TASK BRIEF: Return all of the entries exactly, but do not include the pictures.

───

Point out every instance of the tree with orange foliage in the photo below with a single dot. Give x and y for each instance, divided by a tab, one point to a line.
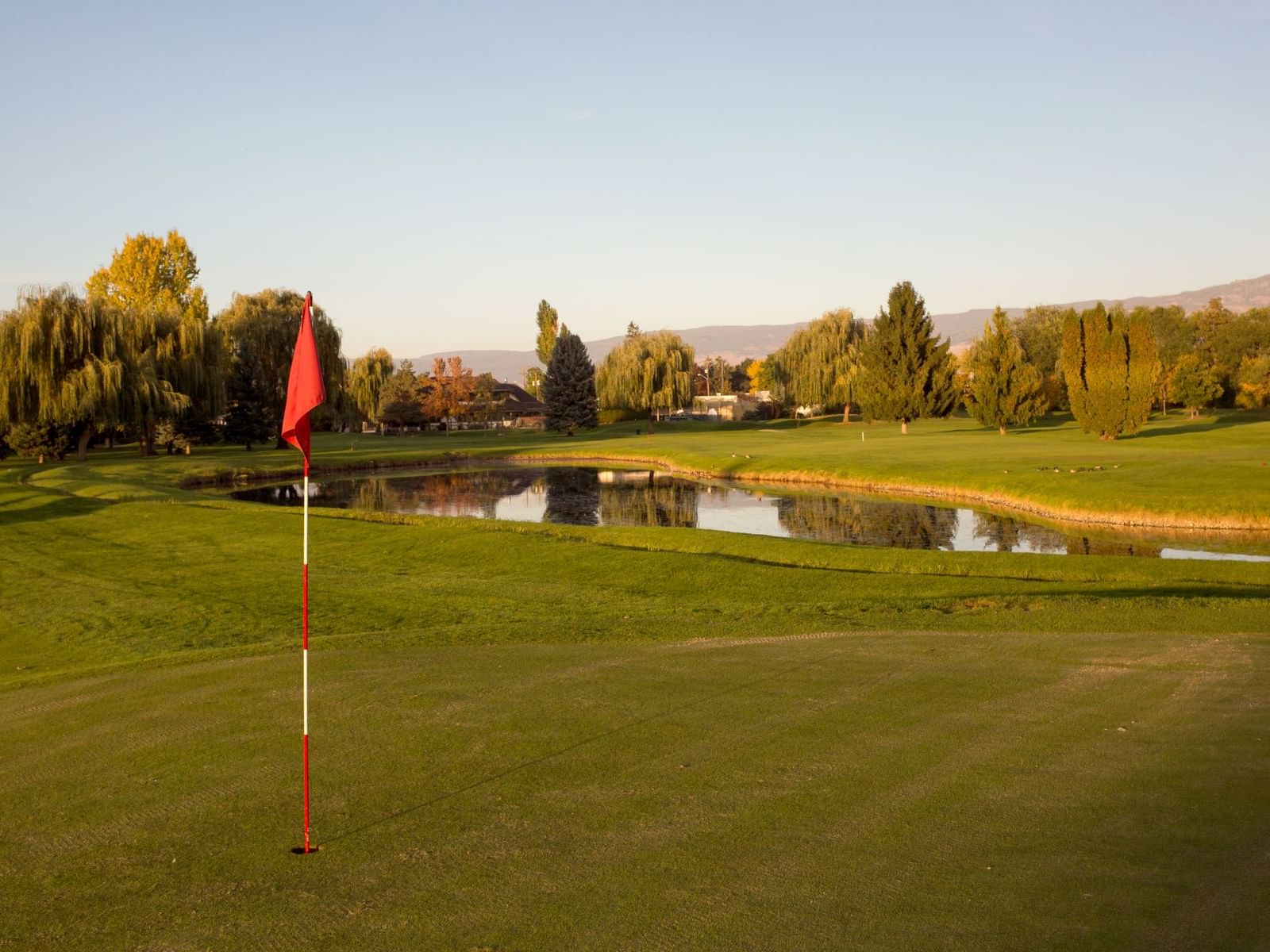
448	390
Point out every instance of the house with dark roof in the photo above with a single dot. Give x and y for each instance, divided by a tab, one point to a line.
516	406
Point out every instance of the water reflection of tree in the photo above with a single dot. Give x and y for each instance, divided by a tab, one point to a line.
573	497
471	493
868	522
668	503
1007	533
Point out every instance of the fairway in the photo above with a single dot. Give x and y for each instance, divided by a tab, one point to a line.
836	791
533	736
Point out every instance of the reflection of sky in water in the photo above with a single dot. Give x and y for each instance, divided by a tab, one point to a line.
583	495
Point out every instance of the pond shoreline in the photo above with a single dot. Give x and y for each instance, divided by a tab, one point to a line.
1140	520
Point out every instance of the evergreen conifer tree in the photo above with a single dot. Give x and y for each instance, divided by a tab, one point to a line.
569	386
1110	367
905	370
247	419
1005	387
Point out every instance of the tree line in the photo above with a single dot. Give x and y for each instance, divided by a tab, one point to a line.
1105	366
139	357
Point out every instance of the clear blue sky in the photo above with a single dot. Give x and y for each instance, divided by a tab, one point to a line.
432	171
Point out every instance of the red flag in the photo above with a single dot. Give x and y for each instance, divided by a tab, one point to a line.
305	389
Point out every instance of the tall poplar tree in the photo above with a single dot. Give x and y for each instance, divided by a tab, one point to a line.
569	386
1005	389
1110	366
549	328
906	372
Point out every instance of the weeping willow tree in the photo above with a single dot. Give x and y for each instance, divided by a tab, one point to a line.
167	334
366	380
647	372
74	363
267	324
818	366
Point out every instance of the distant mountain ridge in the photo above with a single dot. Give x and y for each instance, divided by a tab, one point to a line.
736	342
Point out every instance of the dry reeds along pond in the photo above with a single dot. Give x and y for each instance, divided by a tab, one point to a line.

───

YOUR RESPONSE:
Point out every instance of the tree with orange foliage in the photo below with a single dot. Give x and y for each instance, divided by a tab, one point to a line.
448	390
Point out every instance of the house with dark roof in the photo above with a single dot. Give x and y for each instance, divided by a tab, one point to a line.
516	406
Point out every instance of the water reflection of tree in the photo above with a single dot. Give x and y for each instance, divided by a tab, one point to a line.
573	497
471	493
868	522
668	503
1007	533
Point out every instance of the fairway in the photo above with a single dot. Give x and y for each instance, divided by a tab, one point to a line.
836	791
533	736
Point out every instance of the reflection of sky in water in the photo above with a single dot. Give x and y for each instance, divided by a tab, one point to a line.
583	495
Point out every instance of the pond shoreline in the photo above with a single dot. Give x and y for each instance, divided by a tab, one point to a line.
1140	520
Point out every instance of the evergreen conifer tree in the photo above with a single dot. Give x and y for each instance, divided by a tab, one point to a line.
569	386
1110	367
905	370
247	419
1005	387
Point out every instance of the tree line in the photo above with a single dot. Give x and y for each instance, divided by a tab, one point to a line.
1105	366
139	357
Point out every instance of the clear blue sky in the photo above with a single dot. Give x and y for each instance, divided by a tab, one point to a line.
432	171
Point out every instance of the red flag in the photo above with a single dot. Give x and y for each instance, divided by a tab, one point to a line.
305	389
Point out every instance of the tall poplar tree in the photo above with a single dot. Give x and y for each instance, divided by a tab, one point to a line.
569	386
1005	389
1110	366
549	328
906	372
Point out every instance of the weeping willow tree in the photo above with a single dot. Give x and y for each instance, divided by a tab, one point to a line.
167	334
366	380
647	372
74	363
267	324
818	366
Point out every instance of the distant mountain ridge in the photo above with a single dot. Give x and y for each instance, divided by a tab, one point to a line.
736	342
Point out every instance of the dry reeds along pond in the photo above with a single dot. Give x and y for each instance, divided by a tab, one point to a line.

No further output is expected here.